• **Problem statement**
Rewrite every line of the items in the data listing below as a numbered list, skipping blank lines.

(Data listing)
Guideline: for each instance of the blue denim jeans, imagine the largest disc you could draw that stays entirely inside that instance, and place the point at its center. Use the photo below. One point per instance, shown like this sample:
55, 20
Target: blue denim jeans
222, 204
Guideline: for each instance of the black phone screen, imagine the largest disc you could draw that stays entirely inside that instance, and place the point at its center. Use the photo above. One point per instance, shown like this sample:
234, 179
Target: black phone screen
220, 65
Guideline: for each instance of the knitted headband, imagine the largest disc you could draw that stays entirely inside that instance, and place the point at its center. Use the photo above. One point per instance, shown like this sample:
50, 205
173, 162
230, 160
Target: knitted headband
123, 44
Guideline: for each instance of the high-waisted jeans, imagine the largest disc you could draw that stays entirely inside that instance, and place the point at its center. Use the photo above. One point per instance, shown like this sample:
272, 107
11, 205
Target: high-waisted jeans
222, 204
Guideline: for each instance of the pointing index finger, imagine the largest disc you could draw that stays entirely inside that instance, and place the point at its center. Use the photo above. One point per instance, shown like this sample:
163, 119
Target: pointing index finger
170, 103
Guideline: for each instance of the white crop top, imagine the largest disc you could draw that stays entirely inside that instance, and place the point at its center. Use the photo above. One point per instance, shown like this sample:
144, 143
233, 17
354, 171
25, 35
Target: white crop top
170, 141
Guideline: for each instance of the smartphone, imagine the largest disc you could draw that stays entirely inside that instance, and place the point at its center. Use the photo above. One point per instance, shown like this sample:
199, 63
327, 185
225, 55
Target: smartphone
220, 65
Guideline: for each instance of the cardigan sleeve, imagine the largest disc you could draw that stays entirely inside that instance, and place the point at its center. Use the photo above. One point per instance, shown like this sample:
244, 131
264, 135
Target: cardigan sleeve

• **Response to the task**
1. Guideline: for each instance of the blue denim jeans, imagine the largest disc you could draw that stays entirely inside that instance, and place the point at its center. Use the photo below. One point per instance, shown like this sample:
2. 55, 20
3. Target: blue denim jeans
4. 222, 204
5. Guideline: for each instance of the black phone screen, imagine the largest disc you could draw that stays entirely inside that instance, and place the point at its center. Use the photo above. One point per instance, shown like this sample:
6. 234, 179
7. Target: black phone screen
8. 220, 65
9. Guideline: for each instance of the knitted headband, imagine the largest disc you could draw that stays entirely inside that instance, and place the point at its center. Use the photo above. One point per instance, shown like this sample:
10. 50, 205
11. 173, 162
12. 230, 160
13. Target: knitted headband
14. 123, 44
15. Guideline: for each instance of the high-waisted jeans, imagine the largest disc you could draw that stays entirely inside that instance, and place the point at its center. Use the photo above. One point per instance, shown like this sample:
16. 272, 107
17. 11, 205
18. Target: high-waisted jeans
19. 222, 204
20. Guideline: for each instance of the pointing index finger, imagine the largest disc you could draw that stays entirely inside that instance, and place the point at its center. Use the photo above. One point per instance, shown like this sample:
21. 163, 119
22. Target: pointing index finger
23. 170, 103
24. Guideline: for each instance of the white crop top, imagine the largest disc you could draw that stays entirely inside that instance, and place the point at its center. Use the photo above. One point per instance, shown like this sample:
25. 144, 143
26. 233, 17
27. 354, 171
28. 25, 35
29. Target: white crop top
30. 170, 141
31. Guideline: for each instance of the smartphone, imagine the largest disc you could draw that stays entirely inside that instance, and place the point at its center. Use the photo above. One point per instance, shown like this sample:
32. 199, 63
33. 327, 185
34. 225, 55
35. Target: smartphone
36. 220, 65
37. Guideline: for each instance of the cardigan sleeve, imagine the largest disc you could draw that stays entirely inside that instance, and place the point at its center. Use the photo above. One point per instance, shown like this sample:
38. 244, 131
39. 264, 135
40. Target: cardigan sleeve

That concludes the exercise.